About this exercise:
When copying the entries below, leave out every picture and keep the rest exact.

Data for this task:
——————

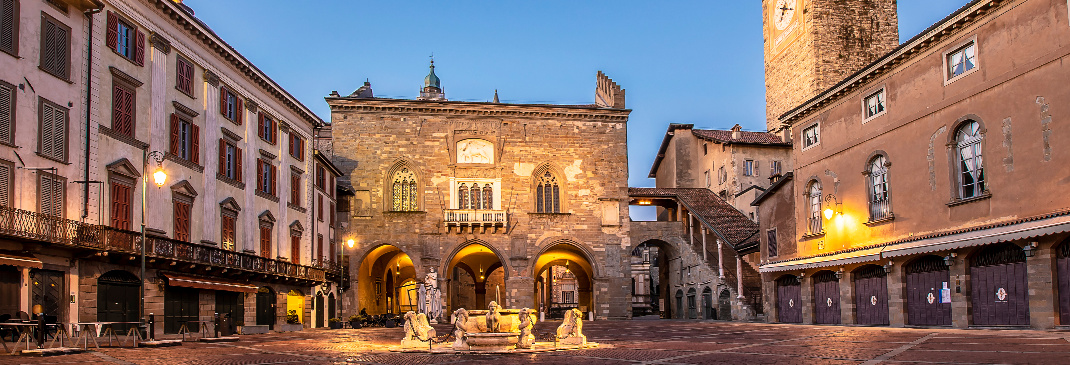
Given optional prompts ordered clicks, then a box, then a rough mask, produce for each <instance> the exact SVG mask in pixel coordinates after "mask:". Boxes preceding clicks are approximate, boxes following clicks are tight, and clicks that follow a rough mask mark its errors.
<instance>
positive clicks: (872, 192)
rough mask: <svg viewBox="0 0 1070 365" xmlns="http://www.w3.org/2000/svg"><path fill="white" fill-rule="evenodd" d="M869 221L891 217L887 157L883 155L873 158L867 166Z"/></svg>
mask: <svg viewBox="0 0 1070 365" xmlns="http://www.w3.org/2000/svg"><path fill="white" fill-rule="evenodd" d="M869 182H870V220H880V219H884V218H887V217H889V216H890V215H891V201H890V200H889V199H888V157H885V156H884V155H883V154H882V155H877V156H876V157H873V159H871V161H870V166H869Z"/></svg>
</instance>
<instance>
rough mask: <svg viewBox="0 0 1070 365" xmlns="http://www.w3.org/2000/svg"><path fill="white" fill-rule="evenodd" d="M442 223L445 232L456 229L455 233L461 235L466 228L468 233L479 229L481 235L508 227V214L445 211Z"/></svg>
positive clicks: (476, 211) (449, 209) (497, 212)
mask: <svg viewBox="0 0 1070 365" xmlns="http://www.w3.org/2000/svg"><path fill="white" fill-rule="evenodd" d="M444 215H445V217H444V218H443V222H445V224H446V232H449V231H452V230H453V229H454V228H457V233H463V232H464V228H465V227H467V228H468V229H469V231H470V232H473V233H475V232H476V230H477V229H480V230H482V232H483V233H486V232H487V229H491V228H492V229H493V232H495V233H496V232H498V229H499V228H503V232H504V231H505V229H504V228H507V227H508V216H509V215H508V213H506V212H505V211H492V210H473V209H447V210H445V211H444Z"/></svg>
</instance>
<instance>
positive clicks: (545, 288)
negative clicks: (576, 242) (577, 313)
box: [534, 242, 595, 318]
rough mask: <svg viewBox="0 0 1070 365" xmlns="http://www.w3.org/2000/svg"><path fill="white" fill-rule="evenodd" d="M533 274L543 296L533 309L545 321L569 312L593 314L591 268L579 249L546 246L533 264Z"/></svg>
mask: <svg viewBox="0 0 1070 365" xmlns="http://www.w3.org/2000/svg"><path fill="white" fill-rule="evenodd" d="M534 274H535V277H539V278H541V282H539V283H540V284H541V285H542V287H541V293H542V296H541V298H536V299H535V306H536V307H537V308H539V310H541V311H545V313H547V316H548V317H550V318H562V317H564V313H565V311H566V310H567V309H569V308H579V309H580V311H583V315H584V316H589V313H590V311H591V310H594V308H595V307H594V305H595V304H594V303H595V301H594V277H595V273H594V267H593V265H592V264H591V259H590V257H589V256H587V254H586V253H585V252H584V250H583V249H582V248H580V247H579V246H578V245H574V244H571V243H570V242H561V243H557V244H553V245H550V246H548V247H547V248H546V249H544V250H542V253H541V254H539V256H538V258H537V259H536V260H535V265H534ZM585 318H586V317H585Z"/></svg>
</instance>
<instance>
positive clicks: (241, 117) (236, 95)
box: [234, 95, 245, 124]
mask: <svg viewBox="0 0 1070 365" xmlns="http://www.w3.org/2000/svg"><path fill="white" fill-rule="evenodd" d="M234 104H235V105H236V106H235V107H234V122H238V124H242V116H243V115H244V113H245V112H244V110H245V109H244V108H243V107H242V98H241V97H239V96H238V95H234Z"/></svg>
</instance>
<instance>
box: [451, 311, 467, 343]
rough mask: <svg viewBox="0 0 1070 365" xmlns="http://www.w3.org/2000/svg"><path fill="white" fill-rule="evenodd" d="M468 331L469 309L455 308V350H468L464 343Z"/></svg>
mask: <svg viewBox="0 0 1070 365" xmlns="http://www.w3.org/2000/svg"><path fill="white" fill-rule="evenodd" d="M465 333H468V310H465V309H464V308H460V309H457V310H454V338H455V339H454V350H468V349H469V346H468V344H467V343H464V334H465Z"/></svg>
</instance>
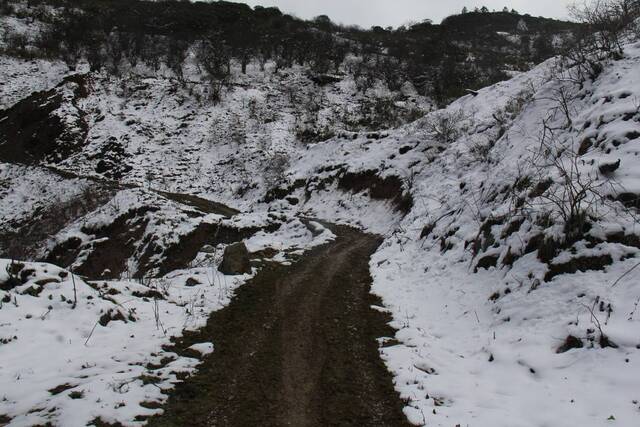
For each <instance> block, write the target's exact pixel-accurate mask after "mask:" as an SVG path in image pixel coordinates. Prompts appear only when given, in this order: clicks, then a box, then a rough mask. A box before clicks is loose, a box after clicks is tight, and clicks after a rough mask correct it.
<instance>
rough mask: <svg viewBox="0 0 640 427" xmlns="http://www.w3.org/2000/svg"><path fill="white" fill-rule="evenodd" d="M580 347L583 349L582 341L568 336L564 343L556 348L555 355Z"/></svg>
mask: <svg viewBox="0 0 640 427" xmlns="http://www.w3.org/2000/svg"><path fill="white" fill-rule="evenodd" d="M582 347H584V344H583V343H582V340H581V339H580V338H576V337H574V336H573V335H569V336H568V337H567V338H566V339H565V340H564V343H562V345H561V346H560V347H558V349H557V350H556V353H566V352H567V351H569V350H572V349H574V348H582Z"/></svg>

——————

Reply to the exercise:
Given optional prompts ordered clicks, then a box, then a rough mask, produce for each <instance> the exact SVG mask in pixel coordinates after "mask:". Boxes preceding clicks are approximate, boxes following clicks are tight, and clicks that follow a rough mask mark its errors.
<instance>
positive clicks: (872, 192)
rough mask: <svg viewBox="0 0 1070 365" xmlns="http://www.w3.org/2000/svg"><path fill="white" fill-rule="evenodd" d="M869 221L891 217L887 157L883 155L873 158L867 166Z"/></svg>
mask: <svg viewBox="0 0 1070 365" xmlns="http://www.w3.org/2000/svg"><path fill="white" fill-rule="evenodd" d="M869 182H870V220H880V219H884V218H887V217H889V216H890V215H891V201H890V200H889V199H888V157H885V156H884V155H883V154H882V155H877V156H876V157H873V159H871V161H870V166H869Z"/></svg>
</instance>
<instance>
rough mask: <svg viewBox="0 0 1070 365" xmlns="http://www.w3.org/2000/svg"><path fill="white" fill-rule="evenodd" d="M442 223L445 232L456 229L455 233L461 235L466 228L468 233L479 229L481 235L508 227V214L445 211Z"/></svg>
positive clicks: (476, 211) (449, 209) (497, 212)
mask: <svg viewBox="0 0 1070 365" xmlns="http://www.w3.org/2000/svg"><path fill="white" fill-rule="evenodd" d="M444 215H445V217H444V218H443V222H445V224H446V232H449V231H452V230H453V229H454V228H457V233H463V232H464V228H465V227H467V228H468V229H469V231H470V232H473V233H475V232H476V230H477V229H480V230H482V232H483V233H486V232H487V229H491V228H492V229H493V232H495V233H496V232H498V229H499V228H503V232H504V231H505V229H504V228H507V227H508V216H509V215H508V213H506V212H505V211H492V210H473V209H447V210H445V211H444Z"/></svg>
</instance>
<instance>
positive clicks: (545, 288)
negative clicks: (576, 242) (577, 313)
box: [534, 242, 595, 318]
rough mask: <svg viewBox="0 0 1070 365" xmlns="http://www.w3.org/2000/svg"><path fill="white" fill-rule="evenodd" d="M533 274L543 296L533 309L545 321L569 312L593 314L591 268L579 249L546 246L533 264Z"/></svg>
mask: <svg viewBox="0 0 1070 365" xmlns="http://www.w3.org/2000/svg"><path fill="white" fill-rule="evenodd" d="M534 274H535V277H539V278H541V282H539V283H540V284H541V285H542V287H541V293H542V296H541V298H536V299H535V306H536V307H537V308H539V310H541V311H545V313H547V316H548V317H550V318H562V317H564V313H565V311H566V310H567V309H569V308H579V309H580V311H583V315H584V316H589V313H590V311H591V310H594V308H595V307H594V305H595V304H594V303H595V301H594V277H595V273H594V267H593V265H592V264H591V259H590V257H589V256H587V254H586V253H585V252H584V250H583V249H582V248H580V247H579V246H578V245H574V244H571V243H570V242H561V243H557V244H553V245H550V246H548V247H547V248H546V249H544V250H542V253H541V254H539V256H538V258H537V259H536V260H535V265H534ZM585 318H586V317H585Z"/></svg>
</instance>
<instance>
positive clicks: (241, 117) (236, 95)
box: [234, 95, 245, 124]
mask: <svg viewBox="0 0 1070 365" xmlns="http://www.w3.org/2000/svg"><path fill="white" fill-rule="evenodd" d="M234 104H235V105H236V106H235V107H234V122H238V124H242V116H243V115H244V113H245V112H244V110H245V109H244V108H243V107H242V98H241V97H239V96H238V95H234Z"/></svg>
</instance>
<instance>
box: [451, 311, 467, 343]
rough mask: <svg viewBox="0 0 1070 365" xmlns="http://www.w3.org/2000/svg"><path fill="white" fill-rule="evenodd" d="M468 331L469 309L455 308V350H468L464 343Z"/></svg>
mask: <svg viewBox="0 0 1070 365" xmlns="http://www.w3.org/2000/svg"><path fill="white" fill-rule="evenodd" d="M465 333H468V310H465V309H464V308H460V309H457V310H454V338H455V339H454V350H468V349H469V346H468V344H467V343H464V334H465Z"/></svg>
</instance>
For each <instance> block, write the target's exact pixel-accurate mask after "mask:" as an SVG path in image pixel coordinates. Prompts appear only when given, in this order: clicks, then a box, then a rough mask. A box before clicks is loose, a box after clicks is tight, and clicks after a rough mask correct it.
<instance>
rough mask: <svg viewBox="0 0 640 427" xmlns="http://www.w3.org/2000/svg"><path fill="white" fill-rule="evenodd" d="M580 347L583 349L582 341L568 336L564 343L556 348L555 355Z"/></svg>
mask: <svg viewBox="0 0 640 427" xmlns="http://www.w3.org/2000/svg"><path fill="white" fill-rule="evenodd" d="M582 347H584V344H583V343H582V340H581V339H580V338H576V337H574V336H573V335H569V336H568V337H567V338H566V339H565V340H564V343H562V345H561V346H560V347H558V349H557V350H556V353H566V352H567V351H569V350H572V349H574V348H582Z"/></svg>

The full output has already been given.